**Task details:**
From the opening line of the records through the line bearing "Isolate each wooden boardwalk", set down every line exactly.

Saved data entries
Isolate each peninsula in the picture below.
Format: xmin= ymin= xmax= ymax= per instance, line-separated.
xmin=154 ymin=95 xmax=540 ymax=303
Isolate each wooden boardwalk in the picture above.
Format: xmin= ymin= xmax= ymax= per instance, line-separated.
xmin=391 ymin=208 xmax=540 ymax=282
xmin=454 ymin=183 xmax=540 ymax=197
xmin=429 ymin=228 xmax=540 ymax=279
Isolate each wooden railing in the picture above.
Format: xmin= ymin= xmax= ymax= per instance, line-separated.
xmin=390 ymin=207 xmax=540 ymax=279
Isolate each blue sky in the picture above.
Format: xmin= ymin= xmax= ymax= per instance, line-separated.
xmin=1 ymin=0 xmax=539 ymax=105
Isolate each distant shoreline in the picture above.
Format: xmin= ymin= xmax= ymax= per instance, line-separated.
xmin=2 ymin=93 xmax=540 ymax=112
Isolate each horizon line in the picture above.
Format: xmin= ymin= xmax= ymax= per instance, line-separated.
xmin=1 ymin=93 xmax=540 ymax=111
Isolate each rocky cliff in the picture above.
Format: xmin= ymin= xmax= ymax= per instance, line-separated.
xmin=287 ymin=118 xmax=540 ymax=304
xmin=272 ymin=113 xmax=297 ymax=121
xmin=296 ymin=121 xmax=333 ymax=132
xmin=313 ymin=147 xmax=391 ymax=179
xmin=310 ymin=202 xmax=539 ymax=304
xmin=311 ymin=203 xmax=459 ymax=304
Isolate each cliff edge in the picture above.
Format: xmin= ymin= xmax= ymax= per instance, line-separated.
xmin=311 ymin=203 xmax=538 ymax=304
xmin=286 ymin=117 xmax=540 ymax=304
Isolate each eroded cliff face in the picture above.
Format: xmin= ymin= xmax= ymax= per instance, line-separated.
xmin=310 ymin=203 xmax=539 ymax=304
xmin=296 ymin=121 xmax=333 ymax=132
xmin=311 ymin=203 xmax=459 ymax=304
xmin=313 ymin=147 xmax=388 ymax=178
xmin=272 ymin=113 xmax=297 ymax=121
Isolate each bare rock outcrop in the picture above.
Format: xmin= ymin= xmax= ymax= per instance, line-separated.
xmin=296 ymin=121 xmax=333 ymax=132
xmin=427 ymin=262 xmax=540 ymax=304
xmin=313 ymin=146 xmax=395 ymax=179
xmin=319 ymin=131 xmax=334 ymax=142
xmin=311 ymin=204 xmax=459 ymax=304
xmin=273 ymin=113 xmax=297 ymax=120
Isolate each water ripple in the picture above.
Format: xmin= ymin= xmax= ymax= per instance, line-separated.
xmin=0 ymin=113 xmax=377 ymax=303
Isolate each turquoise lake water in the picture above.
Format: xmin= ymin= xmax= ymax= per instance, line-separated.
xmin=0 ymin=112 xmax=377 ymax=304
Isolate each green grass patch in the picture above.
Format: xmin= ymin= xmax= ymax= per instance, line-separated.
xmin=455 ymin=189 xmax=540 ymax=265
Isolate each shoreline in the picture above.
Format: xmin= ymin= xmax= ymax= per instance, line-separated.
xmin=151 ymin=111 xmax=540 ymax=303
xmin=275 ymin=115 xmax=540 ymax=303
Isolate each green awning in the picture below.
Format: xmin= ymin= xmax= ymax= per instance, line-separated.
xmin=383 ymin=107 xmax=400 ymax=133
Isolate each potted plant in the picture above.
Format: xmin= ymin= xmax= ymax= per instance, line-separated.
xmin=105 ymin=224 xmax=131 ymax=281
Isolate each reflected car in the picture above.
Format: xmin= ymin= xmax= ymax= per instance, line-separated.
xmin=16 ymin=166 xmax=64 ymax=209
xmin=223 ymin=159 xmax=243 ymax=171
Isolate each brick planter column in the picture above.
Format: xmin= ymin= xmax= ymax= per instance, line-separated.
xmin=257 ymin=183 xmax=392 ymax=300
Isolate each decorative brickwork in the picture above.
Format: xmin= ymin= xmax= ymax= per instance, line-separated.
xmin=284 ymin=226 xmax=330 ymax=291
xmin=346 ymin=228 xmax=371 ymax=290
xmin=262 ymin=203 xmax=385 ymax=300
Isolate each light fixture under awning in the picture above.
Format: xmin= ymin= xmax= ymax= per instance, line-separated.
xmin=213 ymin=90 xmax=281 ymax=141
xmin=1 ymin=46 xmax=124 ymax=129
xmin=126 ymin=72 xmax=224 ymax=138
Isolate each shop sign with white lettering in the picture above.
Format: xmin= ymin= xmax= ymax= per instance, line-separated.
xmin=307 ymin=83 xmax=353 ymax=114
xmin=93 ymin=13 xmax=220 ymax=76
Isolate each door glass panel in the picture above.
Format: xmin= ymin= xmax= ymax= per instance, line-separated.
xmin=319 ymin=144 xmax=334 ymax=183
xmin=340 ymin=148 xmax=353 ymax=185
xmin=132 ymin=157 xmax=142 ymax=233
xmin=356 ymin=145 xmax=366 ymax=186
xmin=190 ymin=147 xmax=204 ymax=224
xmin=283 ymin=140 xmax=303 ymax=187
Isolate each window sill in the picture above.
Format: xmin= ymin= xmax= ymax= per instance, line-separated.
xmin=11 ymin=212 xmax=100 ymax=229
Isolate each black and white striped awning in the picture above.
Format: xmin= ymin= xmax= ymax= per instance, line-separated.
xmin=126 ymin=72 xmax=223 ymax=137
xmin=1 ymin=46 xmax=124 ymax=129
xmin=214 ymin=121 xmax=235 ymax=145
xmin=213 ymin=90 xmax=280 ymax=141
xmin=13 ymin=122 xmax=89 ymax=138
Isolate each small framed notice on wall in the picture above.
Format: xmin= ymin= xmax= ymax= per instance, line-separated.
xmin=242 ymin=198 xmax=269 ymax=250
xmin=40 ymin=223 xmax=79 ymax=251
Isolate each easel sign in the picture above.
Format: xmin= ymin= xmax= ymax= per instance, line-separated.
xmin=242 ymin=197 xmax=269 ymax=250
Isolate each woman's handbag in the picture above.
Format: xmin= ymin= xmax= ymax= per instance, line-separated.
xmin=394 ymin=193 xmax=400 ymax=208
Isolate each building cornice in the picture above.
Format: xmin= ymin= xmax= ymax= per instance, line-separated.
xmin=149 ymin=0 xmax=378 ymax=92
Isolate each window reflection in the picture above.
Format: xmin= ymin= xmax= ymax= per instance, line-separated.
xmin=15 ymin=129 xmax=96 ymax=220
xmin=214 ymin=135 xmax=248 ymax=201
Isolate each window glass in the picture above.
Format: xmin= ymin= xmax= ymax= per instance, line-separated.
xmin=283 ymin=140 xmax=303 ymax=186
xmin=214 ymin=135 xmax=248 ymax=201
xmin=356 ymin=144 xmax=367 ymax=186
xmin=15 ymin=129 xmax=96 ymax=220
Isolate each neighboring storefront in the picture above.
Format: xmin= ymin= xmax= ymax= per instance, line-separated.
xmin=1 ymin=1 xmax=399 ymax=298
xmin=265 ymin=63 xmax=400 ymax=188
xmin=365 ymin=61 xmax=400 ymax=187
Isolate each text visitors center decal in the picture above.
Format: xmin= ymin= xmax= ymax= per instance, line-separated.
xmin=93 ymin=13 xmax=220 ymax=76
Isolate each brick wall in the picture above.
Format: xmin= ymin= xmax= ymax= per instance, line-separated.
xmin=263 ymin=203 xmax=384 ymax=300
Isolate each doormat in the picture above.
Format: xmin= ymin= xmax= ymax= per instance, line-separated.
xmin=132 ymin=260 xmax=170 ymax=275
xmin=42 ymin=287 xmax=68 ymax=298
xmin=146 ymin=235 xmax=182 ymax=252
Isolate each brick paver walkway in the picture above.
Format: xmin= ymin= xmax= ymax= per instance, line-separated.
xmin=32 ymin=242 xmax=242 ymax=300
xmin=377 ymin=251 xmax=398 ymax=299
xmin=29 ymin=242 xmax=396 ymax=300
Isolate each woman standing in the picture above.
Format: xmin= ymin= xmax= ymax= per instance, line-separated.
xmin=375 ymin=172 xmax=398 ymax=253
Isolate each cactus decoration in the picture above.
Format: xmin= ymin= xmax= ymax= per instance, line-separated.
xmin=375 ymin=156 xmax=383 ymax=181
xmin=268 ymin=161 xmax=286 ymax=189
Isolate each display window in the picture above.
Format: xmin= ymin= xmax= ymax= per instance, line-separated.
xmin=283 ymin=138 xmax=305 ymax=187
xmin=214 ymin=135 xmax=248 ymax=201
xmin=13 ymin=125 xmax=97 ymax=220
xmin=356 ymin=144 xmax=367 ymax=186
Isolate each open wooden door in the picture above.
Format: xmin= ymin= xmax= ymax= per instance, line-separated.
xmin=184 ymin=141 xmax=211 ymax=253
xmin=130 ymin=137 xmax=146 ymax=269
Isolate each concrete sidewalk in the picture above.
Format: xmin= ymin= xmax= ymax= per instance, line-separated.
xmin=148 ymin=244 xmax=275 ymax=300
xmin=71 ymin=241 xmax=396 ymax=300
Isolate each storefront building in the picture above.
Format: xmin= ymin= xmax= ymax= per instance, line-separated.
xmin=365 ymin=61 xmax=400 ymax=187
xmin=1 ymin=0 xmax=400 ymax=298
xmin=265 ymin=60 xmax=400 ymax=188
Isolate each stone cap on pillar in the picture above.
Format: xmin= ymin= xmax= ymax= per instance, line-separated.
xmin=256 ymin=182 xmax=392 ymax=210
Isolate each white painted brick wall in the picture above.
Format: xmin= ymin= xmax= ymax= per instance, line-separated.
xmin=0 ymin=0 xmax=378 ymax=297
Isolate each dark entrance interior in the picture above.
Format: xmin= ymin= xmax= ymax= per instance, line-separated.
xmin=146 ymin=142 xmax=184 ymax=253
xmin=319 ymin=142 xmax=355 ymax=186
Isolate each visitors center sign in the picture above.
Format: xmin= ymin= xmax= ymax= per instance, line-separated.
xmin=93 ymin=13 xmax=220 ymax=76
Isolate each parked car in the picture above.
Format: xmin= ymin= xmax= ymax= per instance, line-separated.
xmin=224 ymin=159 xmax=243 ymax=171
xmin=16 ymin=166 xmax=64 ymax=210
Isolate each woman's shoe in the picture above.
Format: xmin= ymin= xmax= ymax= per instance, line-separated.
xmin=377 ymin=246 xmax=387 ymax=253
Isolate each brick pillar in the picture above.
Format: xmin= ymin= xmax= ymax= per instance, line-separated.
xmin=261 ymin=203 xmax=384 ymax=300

**Exercise solution:**
Isolate each peninsula in the picture below.
Format: xmin= ymin= xmax= ymax= per instance, line-separated.
xmin=154 ymin=95 xmax=540 ymax=303
Isolate each wooden boardwalk in the picture above.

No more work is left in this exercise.